- **Referring expression data**
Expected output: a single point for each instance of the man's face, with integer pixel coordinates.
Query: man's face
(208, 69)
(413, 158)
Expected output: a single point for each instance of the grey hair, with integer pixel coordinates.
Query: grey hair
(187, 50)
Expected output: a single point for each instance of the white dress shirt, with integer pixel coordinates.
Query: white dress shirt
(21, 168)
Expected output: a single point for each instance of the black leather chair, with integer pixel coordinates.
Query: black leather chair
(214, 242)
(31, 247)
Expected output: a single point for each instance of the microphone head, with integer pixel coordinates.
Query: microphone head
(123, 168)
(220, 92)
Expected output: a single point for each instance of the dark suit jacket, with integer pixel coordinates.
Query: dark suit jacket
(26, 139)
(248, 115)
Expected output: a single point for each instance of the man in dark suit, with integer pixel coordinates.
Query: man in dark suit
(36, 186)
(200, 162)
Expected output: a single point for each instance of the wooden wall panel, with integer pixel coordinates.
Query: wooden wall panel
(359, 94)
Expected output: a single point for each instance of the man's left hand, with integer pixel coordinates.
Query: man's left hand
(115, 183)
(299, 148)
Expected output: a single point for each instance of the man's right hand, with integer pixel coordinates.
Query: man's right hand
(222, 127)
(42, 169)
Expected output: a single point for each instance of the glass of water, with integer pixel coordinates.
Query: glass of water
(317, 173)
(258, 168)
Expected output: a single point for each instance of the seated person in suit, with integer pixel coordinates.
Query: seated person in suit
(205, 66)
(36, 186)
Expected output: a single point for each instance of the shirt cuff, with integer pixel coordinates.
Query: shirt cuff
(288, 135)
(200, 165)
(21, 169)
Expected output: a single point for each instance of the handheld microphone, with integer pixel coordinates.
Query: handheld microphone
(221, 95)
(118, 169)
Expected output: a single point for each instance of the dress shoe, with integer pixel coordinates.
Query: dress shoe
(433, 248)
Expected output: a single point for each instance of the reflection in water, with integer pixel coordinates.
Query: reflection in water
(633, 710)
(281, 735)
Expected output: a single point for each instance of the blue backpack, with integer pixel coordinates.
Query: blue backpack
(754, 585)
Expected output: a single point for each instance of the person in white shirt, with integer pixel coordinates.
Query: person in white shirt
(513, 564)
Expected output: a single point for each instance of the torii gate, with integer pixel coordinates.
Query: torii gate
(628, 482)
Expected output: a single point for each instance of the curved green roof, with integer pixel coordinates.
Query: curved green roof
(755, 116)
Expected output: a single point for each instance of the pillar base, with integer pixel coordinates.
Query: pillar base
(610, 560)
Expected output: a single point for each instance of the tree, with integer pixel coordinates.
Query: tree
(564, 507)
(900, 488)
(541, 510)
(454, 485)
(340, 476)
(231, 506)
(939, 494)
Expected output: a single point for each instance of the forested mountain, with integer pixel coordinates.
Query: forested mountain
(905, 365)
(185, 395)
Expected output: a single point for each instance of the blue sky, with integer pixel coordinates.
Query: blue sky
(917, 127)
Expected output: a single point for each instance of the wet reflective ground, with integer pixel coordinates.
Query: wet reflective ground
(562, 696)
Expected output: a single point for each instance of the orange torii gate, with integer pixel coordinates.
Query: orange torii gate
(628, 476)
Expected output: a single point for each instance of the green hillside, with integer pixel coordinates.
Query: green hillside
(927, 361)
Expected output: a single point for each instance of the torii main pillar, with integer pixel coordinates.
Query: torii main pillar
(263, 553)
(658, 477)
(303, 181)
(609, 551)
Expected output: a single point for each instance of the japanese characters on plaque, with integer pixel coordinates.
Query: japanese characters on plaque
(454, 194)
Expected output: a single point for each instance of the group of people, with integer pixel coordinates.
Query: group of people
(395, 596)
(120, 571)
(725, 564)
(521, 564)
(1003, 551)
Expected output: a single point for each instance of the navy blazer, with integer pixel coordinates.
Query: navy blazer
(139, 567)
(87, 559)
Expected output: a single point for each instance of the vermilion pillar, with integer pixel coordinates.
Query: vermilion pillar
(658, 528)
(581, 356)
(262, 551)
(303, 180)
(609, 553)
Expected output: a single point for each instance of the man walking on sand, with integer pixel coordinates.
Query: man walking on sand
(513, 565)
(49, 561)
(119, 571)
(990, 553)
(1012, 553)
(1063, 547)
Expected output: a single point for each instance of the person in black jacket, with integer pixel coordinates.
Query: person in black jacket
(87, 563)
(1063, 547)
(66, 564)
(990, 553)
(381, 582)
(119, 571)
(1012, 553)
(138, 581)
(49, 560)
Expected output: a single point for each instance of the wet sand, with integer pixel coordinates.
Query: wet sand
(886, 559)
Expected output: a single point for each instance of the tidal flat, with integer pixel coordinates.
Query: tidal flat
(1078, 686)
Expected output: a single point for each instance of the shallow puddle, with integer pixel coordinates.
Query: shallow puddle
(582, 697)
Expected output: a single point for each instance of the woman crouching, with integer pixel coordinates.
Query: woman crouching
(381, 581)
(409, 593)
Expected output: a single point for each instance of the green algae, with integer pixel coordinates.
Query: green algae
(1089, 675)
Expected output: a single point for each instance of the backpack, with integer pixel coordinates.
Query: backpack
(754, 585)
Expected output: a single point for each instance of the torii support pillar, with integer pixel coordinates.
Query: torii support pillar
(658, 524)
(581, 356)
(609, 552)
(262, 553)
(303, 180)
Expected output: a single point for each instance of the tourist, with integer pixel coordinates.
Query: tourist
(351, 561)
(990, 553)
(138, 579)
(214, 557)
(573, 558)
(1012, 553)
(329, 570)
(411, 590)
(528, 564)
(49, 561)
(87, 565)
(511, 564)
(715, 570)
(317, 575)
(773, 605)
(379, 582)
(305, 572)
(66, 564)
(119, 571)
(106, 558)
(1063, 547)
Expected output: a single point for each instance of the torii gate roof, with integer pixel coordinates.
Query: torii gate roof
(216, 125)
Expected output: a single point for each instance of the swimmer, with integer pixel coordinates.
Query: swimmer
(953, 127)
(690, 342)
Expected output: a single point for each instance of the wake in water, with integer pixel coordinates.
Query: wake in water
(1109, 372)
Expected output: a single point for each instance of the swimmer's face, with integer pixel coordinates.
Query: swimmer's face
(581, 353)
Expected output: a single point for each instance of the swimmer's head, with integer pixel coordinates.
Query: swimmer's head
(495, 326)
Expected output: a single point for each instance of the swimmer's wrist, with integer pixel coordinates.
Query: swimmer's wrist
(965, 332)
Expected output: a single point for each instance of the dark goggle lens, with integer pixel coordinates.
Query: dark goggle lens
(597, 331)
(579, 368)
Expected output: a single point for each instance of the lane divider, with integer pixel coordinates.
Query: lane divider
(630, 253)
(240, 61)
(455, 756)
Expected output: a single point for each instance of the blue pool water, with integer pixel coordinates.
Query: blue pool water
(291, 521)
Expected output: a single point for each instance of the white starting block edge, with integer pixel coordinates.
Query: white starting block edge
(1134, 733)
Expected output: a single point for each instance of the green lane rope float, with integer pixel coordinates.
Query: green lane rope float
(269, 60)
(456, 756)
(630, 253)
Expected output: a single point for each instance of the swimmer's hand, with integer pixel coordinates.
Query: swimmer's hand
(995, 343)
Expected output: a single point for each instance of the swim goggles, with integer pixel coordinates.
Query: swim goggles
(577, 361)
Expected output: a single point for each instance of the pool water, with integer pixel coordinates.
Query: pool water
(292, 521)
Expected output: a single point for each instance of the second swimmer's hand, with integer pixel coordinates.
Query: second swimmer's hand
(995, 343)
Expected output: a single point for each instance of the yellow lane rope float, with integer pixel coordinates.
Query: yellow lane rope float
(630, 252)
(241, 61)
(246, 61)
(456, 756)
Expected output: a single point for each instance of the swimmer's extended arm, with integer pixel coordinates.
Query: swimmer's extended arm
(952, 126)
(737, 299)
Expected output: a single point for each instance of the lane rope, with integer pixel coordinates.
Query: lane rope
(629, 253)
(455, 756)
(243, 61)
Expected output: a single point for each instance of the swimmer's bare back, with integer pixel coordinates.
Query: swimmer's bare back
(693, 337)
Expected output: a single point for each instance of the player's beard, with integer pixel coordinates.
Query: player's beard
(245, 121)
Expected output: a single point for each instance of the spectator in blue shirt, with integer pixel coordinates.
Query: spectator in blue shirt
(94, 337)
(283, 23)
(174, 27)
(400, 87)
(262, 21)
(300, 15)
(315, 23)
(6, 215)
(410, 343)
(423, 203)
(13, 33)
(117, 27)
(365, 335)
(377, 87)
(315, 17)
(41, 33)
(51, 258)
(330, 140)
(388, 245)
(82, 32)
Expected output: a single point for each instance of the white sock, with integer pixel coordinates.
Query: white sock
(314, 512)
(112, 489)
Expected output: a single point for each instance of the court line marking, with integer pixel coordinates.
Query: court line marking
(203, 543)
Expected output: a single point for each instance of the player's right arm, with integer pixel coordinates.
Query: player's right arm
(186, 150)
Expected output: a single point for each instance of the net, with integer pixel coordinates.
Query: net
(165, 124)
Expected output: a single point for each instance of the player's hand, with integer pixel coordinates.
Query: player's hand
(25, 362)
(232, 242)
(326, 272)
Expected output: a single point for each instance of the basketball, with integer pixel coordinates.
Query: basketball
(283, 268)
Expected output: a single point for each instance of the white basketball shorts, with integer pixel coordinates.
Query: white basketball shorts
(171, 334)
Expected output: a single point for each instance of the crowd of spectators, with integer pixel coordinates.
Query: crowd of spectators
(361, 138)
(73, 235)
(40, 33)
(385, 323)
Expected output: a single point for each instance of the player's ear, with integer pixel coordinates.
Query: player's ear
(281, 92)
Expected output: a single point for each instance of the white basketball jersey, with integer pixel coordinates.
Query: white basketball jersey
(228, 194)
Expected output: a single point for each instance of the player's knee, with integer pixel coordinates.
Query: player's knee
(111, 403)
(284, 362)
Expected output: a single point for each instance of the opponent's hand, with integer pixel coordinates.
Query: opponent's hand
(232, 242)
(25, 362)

- **TASK OBJECTIVE**
Retype the records above from the very first line down to the line with "dark suit, with integer pixel coordinates.", keeping both of those lines. Include nothing beyond them.

- **RESULT OF THIS TASK**
Expected output: a single point for each instance of the man's face, with integer pixel coordinates.
Query: man's face
(208, 69)
(413, 158)
Expected output: a single point for each instance of the grey hair, with integer pixel coordinates.
Query: grey hair
(187, 50)
Expected output: a single point for each instance of the white dress shirt, with integer pixel coordinates.
Query: white dress shirt
(21, 168)
Expected output: a single point for each instance of the black leather chair, with integer pixel coordinates.
Query: black leather chair
(214, 242)
(31, 247)
Expected output: a single point for each instance of the microphone head, with integer pixel coordinates.
Query: microphone head
(123, 168)
(220, 92)
Expected output: a single point for each instance of the dark suit jacket, with integer pixel coordinates.
Query: dark suit jacket
(26, 139)
(248, 115)
Expected output: a single point for each instance of the man in dark suit, with integer pixel coordinates.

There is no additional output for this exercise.